- [INPUT DATA]:
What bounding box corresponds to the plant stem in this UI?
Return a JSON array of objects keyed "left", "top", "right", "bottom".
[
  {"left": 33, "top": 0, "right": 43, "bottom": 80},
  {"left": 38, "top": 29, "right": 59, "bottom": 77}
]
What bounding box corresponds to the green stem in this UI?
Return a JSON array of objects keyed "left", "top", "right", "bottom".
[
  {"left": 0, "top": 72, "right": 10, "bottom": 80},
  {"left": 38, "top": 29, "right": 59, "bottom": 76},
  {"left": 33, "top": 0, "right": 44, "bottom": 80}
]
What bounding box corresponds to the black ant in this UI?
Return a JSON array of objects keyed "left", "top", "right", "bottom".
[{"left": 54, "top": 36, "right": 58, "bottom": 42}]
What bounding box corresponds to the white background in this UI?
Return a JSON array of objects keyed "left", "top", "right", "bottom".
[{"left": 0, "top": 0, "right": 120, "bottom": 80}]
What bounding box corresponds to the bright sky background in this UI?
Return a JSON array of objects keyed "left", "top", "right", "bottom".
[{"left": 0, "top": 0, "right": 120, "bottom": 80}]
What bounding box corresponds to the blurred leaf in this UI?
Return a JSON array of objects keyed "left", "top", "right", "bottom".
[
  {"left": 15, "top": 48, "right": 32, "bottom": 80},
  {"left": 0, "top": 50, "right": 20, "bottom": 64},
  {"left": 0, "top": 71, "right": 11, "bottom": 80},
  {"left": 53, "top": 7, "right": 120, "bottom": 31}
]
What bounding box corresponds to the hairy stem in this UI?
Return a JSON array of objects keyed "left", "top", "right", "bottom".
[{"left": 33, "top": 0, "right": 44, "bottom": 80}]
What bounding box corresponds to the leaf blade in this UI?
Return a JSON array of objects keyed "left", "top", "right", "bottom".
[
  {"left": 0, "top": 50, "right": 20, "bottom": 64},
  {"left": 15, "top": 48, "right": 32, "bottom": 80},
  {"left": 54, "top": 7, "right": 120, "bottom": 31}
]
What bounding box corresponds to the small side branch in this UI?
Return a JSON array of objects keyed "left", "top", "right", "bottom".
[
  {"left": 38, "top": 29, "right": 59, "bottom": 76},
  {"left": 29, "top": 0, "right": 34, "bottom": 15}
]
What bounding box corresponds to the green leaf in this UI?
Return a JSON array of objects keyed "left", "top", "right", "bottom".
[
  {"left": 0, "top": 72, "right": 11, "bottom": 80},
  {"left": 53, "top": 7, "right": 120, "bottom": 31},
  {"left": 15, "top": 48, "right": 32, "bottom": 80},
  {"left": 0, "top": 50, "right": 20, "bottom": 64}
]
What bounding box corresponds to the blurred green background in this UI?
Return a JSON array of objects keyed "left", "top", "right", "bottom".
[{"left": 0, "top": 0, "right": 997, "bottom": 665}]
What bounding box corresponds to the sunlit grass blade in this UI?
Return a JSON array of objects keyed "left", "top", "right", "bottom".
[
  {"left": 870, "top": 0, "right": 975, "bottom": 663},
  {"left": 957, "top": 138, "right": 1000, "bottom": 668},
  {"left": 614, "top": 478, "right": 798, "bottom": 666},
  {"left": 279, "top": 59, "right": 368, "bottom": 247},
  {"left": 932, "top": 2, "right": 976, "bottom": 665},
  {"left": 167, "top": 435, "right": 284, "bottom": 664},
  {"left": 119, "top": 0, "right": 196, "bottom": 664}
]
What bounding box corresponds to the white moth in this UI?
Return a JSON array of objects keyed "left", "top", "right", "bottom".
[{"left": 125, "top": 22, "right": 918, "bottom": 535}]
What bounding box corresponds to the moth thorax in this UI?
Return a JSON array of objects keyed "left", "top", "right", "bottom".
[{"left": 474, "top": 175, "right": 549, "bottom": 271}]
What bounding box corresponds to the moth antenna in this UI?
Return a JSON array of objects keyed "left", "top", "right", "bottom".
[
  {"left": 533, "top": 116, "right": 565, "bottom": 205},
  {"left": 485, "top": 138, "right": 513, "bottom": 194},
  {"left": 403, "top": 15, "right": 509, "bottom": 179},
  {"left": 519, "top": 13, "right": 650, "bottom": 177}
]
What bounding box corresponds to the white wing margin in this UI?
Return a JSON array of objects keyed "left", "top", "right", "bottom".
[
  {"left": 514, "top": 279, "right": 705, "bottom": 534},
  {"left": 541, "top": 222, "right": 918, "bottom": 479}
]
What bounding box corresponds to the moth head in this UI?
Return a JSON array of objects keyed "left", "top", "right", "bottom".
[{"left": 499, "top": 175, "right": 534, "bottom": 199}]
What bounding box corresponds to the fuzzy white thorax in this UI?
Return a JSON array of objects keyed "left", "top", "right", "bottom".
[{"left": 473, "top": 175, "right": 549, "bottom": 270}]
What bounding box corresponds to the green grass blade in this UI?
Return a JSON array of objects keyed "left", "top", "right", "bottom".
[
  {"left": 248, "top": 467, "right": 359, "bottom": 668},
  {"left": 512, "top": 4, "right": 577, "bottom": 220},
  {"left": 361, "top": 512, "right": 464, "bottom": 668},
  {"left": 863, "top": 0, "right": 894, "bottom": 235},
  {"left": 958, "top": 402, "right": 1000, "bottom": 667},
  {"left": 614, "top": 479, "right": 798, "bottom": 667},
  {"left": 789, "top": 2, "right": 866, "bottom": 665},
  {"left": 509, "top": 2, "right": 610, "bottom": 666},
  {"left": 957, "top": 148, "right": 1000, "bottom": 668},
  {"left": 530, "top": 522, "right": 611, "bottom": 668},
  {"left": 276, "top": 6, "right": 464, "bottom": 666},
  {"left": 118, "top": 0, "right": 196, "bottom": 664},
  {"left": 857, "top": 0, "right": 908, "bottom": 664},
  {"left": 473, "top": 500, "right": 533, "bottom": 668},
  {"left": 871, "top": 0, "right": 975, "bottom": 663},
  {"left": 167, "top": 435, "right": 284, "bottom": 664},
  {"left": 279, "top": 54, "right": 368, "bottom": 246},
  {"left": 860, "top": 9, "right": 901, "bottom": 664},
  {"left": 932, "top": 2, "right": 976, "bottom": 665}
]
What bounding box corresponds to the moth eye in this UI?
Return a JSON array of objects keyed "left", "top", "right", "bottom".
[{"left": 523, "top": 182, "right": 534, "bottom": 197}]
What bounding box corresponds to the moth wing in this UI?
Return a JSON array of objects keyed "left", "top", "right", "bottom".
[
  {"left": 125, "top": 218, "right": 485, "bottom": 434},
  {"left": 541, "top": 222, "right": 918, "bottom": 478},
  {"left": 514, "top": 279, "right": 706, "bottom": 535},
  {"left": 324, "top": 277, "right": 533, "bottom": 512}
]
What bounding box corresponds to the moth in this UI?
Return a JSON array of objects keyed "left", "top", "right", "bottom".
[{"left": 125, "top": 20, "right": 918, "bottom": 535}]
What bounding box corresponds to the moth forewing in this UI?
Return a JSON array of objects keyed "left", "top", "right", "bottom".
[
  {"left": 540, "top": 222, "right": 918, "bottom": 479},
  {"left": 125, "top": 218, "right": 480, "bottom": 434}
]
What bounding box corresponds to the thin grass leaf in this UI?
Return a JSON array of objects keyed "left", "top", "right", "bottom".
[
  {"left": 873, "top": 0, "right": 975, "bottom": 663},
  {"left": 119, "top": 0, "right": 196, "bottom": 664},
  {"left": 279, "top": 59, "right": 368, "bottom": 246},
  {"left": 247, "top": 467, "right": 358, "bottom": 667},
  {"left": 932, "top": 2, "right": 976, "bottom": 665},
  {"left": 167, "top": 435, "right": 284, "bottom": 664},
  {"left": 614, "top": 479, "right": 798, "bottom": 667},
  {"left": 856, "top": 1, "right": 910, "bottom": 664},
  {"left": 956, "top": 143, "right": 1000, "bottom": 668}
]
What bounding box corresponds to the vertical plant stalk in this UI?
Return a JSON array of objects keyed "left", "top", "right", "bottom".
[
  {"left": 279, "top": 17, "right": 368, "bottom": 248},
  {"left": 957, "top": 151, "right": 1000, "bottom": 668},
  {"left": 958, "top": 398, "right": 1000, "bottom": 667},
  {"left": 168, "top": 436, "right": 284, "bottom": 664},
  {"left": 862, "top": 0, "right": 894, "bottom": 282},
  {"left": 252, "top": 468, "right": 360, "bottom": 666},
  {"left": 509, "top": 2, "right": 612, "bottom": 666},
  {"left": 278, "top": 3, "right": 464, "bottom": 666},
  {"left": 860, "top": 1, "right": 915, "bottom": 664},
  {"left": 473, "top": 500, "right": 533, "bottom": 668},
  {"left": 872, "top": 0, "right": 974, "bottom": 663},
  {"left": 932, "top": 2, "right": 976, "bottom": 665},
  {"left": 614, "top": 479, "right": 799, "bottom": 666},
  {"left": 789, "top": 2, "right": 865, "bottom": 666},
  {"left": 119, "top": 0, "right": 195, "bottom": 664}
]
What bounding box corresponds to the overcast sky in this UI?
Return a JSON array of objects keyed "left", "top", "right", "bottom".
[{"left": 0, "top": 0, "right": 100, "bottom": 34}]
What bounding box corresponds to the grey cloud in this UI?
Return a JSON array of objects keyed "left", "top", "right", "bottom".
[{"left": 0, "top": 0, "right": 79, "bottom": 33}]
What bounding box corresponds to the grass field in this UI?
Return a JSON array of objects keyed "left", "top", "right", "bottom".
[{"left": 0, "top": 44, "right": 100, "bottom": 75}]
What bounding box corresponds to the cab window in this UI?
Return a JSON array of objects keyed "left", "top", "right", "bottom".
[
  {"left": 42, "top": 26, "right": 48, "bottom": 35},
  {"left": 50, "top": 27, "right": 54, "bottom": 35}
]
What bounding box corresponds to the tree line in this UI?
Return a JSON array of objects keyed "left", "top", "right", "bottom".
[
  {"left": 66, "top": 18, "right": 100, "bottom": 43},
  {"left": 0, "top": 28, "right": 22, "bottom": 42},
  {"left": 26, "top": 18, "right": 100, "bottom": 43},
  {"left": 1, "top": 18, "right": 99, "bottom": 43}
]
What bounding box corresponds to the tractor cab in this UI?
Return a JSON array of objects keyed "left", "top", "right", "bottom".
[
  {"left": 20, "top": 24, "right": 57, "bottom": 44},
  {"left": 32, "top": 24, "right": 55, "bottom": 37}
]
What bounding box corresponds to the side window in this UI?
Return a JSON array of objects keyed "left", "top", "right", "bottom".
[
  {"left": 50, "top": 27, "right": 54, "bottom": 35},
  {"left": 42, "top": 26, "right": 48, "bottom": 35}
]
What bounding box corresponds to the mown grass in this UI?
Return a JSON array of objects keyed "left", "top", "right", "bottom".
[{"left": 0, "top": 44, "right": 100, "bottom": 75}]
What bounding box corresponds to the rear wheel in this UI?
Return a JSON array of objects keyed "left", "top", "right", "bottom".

- [WHAT TO DO]:
In the listing above, find the line with "What bounding box corresponds to the moth antenna" and the line with "What bounding box corresponds to the white wing"; output exactly those lines and all lines between them.

- [YOUR RESPONSE]:
What bounding box corresponds to the moth antenna in this UI?
Return a JSON array of objects keyed "left", "top", "right", "bottom".
[
  {"left": 533, "top": 116, "right": 565, "bottom": 205},
  {"left": 485, "top": 138, "right": 513, "bottom": 194},
  {"left": 403, "top": 15, "right": 509, "bottom": 179},
  {"left": 519, "top": 13, "right": 650, "bottom": 177}
]
What bounding box corresponds to the white wing margin in this UI?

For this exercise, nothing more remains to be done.